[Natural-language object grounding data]
::::

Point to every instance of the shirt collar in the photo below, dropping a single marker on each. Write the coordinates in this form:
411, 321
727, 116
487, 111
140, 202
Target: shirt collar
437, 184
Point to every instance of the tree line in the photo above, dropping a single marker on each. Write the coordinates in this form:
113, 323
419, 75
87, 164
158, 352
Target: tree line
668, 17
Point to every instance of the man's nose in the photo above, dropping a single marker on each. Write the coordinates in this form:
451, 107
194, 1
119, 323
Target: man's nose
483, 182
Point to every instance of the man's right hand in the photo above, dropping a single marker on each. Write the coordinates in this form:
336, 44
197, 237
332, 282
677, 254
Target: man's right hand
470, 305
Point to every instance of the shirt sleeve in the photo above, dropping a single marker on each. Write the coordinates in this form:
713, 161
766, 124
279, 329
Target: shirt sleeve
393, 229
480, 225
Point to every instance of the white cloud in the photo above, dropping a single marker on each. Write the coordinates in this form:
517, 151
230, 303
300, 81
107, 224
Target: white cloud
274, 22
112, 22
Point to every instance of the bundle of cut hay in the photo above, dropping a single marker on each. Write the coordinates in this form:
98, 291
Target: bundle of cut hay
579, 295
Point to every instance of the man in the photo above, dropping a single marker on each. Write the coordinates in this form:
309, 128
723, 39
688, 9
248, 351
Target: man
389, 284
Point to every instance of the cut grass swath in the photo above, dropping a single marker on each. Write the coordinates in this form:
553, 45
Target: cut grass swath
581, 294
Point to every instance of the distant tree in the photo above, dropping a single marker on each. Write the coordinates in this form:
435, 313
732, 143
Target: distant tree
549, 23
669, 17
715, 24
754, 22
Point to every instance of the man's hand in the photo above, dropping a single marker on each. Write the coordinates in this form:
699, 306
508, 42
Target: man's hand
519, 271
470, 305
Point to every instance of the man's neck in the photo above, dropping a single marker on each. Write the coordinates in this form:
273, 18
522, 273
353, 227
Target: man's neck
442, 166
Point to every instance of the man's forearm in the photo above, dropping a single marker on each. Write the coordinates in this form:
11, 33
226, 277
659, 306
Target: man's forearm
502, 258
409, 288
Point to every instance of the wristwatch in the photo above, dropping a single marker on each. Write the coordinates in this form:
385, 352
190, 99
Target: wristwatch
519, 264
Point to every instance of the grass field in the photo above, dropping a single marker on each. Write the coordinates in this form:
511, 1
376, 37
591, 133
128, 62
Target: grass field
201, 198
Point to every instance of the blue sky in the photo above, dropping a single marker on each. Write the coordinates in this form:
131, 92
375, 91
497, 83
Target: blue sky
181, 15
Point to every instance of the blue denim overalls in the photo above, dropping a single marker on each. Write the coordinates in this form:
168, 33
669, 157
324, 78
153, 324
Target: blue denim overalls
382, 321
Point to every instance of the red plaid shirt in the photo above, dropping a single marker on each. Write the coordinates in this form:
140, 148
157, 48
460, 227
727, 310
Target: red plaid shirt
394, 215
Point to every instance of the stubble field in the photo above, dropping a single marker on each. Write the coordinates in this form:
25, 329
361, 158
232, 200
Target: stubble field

::::

Problem description: The records need to be reproduced in their entirety, word for word.

Completed exercise:
Point to every instance of the shirt collar in the photo below, dropping a single marker on each. Write the coordinates in this form:
411, 321
727, 116
487, 111
140, 202
Target: shirt collar
437, 184
Point to every instance of the tree line in the photo above, dropping a single marker on each. Write the coordinates in this form:
113, 323
419, 75
87, 164
158, 352
Target: tree line
668, 17
Point to every instance of the man's nose in the photo above, dropping a single marker on each. Write the coordinates in this form:
451, 107
194, 1
119, 323
Target: man's nose
483, 182
Point to every instance of the man's right hand in the photo above, dropping a single marker on each. Write the coordinates in this form:
336, 44
197, 237
332, 282
677, 254
Target: man's right hand
470, 305
Point to every instance of the shirt sleeve in the photo above, dropping a single marker on each. Write the coordinates in this form:
713, 161
766, 124
279, 329
Target: shirt sleeve
393, 229
480, 225
Point to every instance of the white cloud in the photo above, dropping a single marker on each. Write the coordinates in this form:
517, 151
230, 303
300, 81
107, 224
Target: white cloud
274, 22
112, 22
Point to every instance of the bundle of cut hay in the photo above, dropping a single marker on each. Write the coordinates in this form:
98, 291
Target: bundle of cut hay
579, 295
Point to every instance of the man in the photo above, dropping a single marker on each. Write the coordinates in this form:
309, 128
723, 39
688, 9
248, 351
Target: man
389, 284
Point to every instance of the cut grass swath in the photo above, dropping a single marker on each. Write the coordinates in this form:
553, 45
Target: cut grass swath
581, 294
Point to every instance of the distant tree in the photo above, dropping a single marker on each. Write the coordinates in this form:
435, 313
732, 143
Target: distant tree
549, 23
669, 17
715, 24
754, 22
Point to every instance of the man's hand in the photo above, dropping a single marker on each. Write the coordinates in this form:
699, 306
508, 42
Target: man's hand
519, 271
470, 305
Point to every instance of the man's neck in the photo above, dropping a single marker on each. Write the coordinates in this form:
273, 18
522, 273
353, 227
Target: man's neck
442, 166
Point to every instance of the man's forearm in the photo above, dropping a single marker on each. Write the coordinates in this form:
11, 33
226, 277
659, 306
Target: man's forearm
502, 258
409, 288
Point to every instance of the wristwatch in the photo above, dropping a single marker on each. Write the coordinates in this form:
385, 352
190, 99
Target: wristwatch
519, 264
Point to every instance of the grass field in the photo above, dropping a single marker on each. Write the coordinates in this form:
511, 1
376, 37
591, 133
128, 62
Target: grass field
201, 198
Point to every instance of the blue sky in the photo above, dropping a single marker on each. Write the coordinates in this form:
131, 92
375, 91
497, 83
Target: blue sky
181, 15
Point to every instance of the blue denim overalls in the photo above, dropping a single marker on each. Write the coordinates in this form:
168, 33
669, 157
324, 78
153, 324
Target: blue denim overalls
382, 321
Point to every instance of the red plaid shirt in the photo above, dropping a single marker on each. Write the coordinates in this form:
140, 148
157, 48
460, 227
727, 310
Target: red plaid shirt
394, 215
Point to every instance of the stubble field in the photo above, dropping a single marker on each. Write the coordinates in this form:
25, 329
361, 158
232, 200
Target: stubble field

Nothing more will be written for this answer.